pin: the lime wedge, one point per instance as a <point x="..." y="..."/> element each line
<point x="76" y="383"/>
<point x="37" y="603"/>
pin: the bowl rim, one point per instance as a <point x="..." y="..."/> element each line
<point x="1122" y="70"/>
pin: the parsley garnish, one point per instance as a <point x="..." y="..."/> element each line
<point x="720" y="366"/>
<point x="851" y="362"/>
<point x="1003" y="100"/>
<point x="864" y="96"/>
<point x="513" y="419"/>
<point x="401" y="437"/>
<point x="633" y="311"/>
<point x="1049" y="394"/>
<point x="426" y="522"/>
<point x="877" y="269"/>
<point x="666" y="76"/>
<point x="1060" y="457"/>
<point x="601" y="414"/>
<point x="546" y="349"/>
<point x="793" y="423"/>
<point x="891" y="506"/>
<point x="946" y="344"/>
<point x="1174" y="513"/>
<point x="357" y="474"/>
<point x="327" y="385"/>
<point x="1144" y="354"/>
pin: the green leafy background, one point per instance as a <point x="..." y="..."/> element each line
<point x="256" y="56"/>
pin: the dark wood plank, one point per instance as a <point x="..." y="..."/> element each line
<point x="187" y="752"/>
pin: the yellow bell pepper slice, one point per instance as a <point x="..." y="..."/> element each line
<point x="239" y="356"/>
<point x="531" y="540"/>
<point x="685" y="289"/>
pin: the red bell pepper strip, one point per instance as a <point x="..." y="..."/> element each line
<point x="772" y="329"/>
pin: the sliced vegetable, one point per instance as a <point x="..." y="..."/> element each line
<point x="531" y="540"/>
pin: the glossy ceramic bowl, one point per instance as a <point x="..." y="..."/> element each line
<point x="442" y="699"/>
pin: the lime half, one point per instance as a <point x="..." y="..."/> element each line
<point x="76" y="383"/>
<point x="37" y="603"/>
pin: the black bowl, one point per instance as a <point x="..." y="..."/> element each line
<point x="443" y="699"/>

- - - -

* TASK DETAILS:
Render every line of the listing above as a numbered list, leaving out any blank lines.

* TASK SOLUTION:
1. pin: the lime wedge, one point per instance as a <point x="..." y="..."/> element each line
2. <point x="76" y="383"/>
3. <point x="37" y="603"/>
4. pin: the bowl rim, one point per instance as a <point x="..." y="..."/> element each line
5. <point x="1122" y="70"/>
6. pin: the parsley garnish, one point per instance as a <point x="..." y="..."/> element each line
7. <point x="720" y="366"/>
8. <point x="851" y="362"/>
9. <point x="1003" y="100"/>
10. <point x="864" y="96"/>
11. <point x="513" y="419"/>
12. <point x="401" y="437"/>
13. <point x="633" y="311"/>
14. <point x="1049" y="394"/>
15. <point x="426" y="522"/>
16. <point x="877" y="269"/>
17. <point x="666" y="76"/>
18. <point x="1060" y="457"/>
19. <point x="601" y="414"/>
20. <point x="546" y="349"/>
21. <point x="793" y="423"/>
22. <point x="891" y="506"/>
23. <point x="946" y="344"/>
24. <point x="1174" y="513"/>
25. <point x="357" y="474"/>
26. <point x="327" y="385"/>
27. <point x="1144" y="354"/>
28. pin: the green leafy background, one point per instance as a <point x="..." y="..."/> element each line
29. <point x="256" y="56"/>
30. pin: the dark wood plank, one point per instance as a <point x="..." y="..."/> element each line
31. <point x="187" y="752"/>
32. pin: the yellow bell pepper slice, one point per instance as a <point x="..." y="..."/> element each line
33. <point x="239" y="356"/>
34. <point x="531" y="540"/>
35. <point x="685" y="289"/>
36. pin: the red bell pepper strip, one point per instance as a <point x="..." y="..."/> element each line
37. <point x="772" y="329"/>
38. pin: the sliced vegetable, one point per instance as a <point x="..." y="..."/> element each line
39. <point x="531" y="540"/>
40. pin: the glossy ceramic bowl, one point per instance as a <point x="..." y="..."/> element each line
41. <point x="442" y="699"/>
42. pin: the lime half, one point per instance as a <point x="..." y="..."/> element each line
43. <point x="76" y="383"/>
44. <point x="37" y="603"/>
45. pin: the black bowl, one point per instance as a <point x="..." y="..."/> element each line
46. <point x="443" y="699"/>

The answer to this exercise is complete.